_ABOUT THIS EXERCISE_: Nothing in the records should change; write them all out exactly.

[Opening DATA EXCERPTS section]

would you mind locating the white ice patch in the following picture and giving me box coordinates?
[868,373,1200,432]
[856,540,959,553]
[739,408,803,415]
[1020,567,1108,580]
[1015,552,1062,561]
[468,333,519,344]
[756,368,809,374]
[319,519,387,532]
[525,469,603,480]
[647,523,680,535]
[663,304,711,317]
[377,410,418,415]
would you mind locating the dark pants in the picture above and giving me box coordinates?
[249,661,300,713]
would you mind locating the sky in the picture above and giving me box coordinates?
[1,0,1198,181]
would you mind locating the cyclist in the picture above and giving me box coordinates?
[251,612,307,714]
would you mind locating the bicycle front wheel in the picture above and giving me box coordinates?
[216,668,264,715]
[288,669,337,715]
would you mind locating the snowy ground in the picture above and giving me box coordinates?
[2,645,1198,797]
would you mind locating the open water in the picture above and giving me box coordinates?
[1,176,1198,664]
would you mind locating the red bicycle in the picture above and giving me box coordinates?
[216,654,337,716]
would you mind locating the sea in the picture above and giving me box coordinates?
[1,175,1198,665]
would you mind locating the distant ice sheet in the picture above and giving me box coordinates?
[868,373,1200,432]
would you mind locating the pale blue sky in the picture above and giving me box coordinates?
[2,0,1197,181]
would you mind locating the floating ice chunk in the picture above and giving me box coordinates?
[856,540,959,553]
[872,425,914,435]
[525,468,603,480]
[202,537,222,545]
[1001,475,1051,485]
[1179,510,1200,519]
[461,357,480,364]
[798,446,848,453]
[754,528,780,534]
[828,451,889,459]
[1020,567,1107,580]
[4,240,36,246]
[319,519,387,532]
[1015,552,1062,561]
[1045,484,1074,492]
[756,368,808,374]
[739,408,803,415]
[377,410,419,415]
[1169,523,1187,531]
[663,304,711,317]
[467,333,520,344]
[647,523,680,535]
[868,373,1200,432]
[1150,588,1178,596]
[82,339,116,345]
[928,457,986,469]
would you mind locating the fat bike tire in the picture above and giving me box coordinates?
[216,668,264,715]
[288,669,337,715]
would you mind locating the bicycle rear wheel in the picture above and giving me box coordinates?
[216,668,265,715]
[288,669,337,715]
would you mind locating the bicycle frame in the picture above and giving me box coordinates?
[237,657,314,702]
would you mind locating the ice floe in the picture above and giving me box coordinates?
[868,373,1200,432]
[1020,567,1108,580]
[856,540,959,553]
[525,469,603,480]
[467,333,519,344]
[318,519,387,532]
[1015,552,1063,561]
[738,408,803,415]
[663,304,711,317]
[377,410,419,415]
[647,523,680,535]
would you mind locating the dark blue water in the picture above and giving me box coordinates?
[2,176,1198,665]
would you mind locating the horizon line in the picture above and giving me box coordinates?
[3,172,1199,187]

[Closing DATA EXCERPTS section]

_EXERCISE ANSWER_:
would you mind locating the white ice patch in the following picture and giving me box coordinates?
[868,373,1200,432]
[856,540,959,553]
[739,408,803,415]
[1020,567,1108,580]
[1015,552,1062,561]
[468,333,519,344]
[756,368,809,374]
[319,519,387,532]
[525,469,603,480]
[647,523,680,535]
[663,304,711,317]
[377,410,418,415]
would you mind locating the dark pants in the picture above and giving me box coordinates?
[249,661,300,713]
would you mind locating the sky in the picture above and giving me box coordinates?
[1,0,1198,181]
would you mind locating the cyclist in the picture above and giving me box coordinates?
[251,612,307,714]
would you mind locating the bicycle front wheel in the picture above and giving me box coordinates?
[216,668,264,715]
[288,669,337,715]
would you mind locating the snowy ground in the picture above and giving me box coordinates?
[2,645,1198,797]
would you mind locating the open water in the picture above and giving me box coordinates?
[1,176,1198,664]
would you mind locating the red bicycle in the picture above and giving me box coordinates?
[216,654,337,716]
would you mind locating the sea in the picture above and giving me box coordinates?
[1,175,1198,665]
would you mind locating the distant ice sheet in the picture above and giving me box coordinates?
[868,373,1200,432]
would you mind locating the pale blue sky in the picture above and giving me box coordinates?
[2,0,1197,181]
would you mind locating the floating ice chunk in the picture above and giving me box coordinates?
[856,540,959,553]
[872,425,914,435]
[525,468,603,480]
[202,537,222,545]
[1001,475,1051,485]
[1179,510,1200,519]
[461,357,480,364]
[798,446,848,453]
[754,528,780,534]
[828,451,889,459]
[1020,567,1107,580]
[4,240,36,246]
[319,519,387,532]
[1015,552,1062,561]
[1045,484,1074,492]
[756,368,808,374]
[739,408,803,415]
[377,410,419,415]
[1169,523,1187,531]
[663,304,711,317]
[467,333,520,344]
[647,523,680,535]
[868,373,1200,432]
[1150,588,1178,596]
[82,339,116,345]
[928,457,986,469]
would you mind locating the fat bike tire in the picture above and giving me box coordinates?
[216,668,264,715]
[288,669,337,715]
would you mind locating the bicycle rear wheel in the picture above and giving me box coordinates?
[216,668,265,715]
[288,669,337,715]
would you mind locating the bicycle frame in the picture above and giving me box coordinates?
[237,657,314,702]
would you mind locating the ice floe in the picture above and giving me box coordinates?
[868,373,1200,432]
[1020,567,1108,580]
[856,540,959,553]
[525,469,603,480]
[467,333,519,344]
[318,519,387,532]
[1015,552,1063,561]
[738,408,803,415]
[663,304,711,317]
[377,410,419,415]
[647,523,680,535]
would you mind locating the dark blue water in the picture above and giving me box coordinates?
[2,176,1198,665]
would you mind locating the horizon line in the picture above and giving me box coordinates?
[3,172,1199,187]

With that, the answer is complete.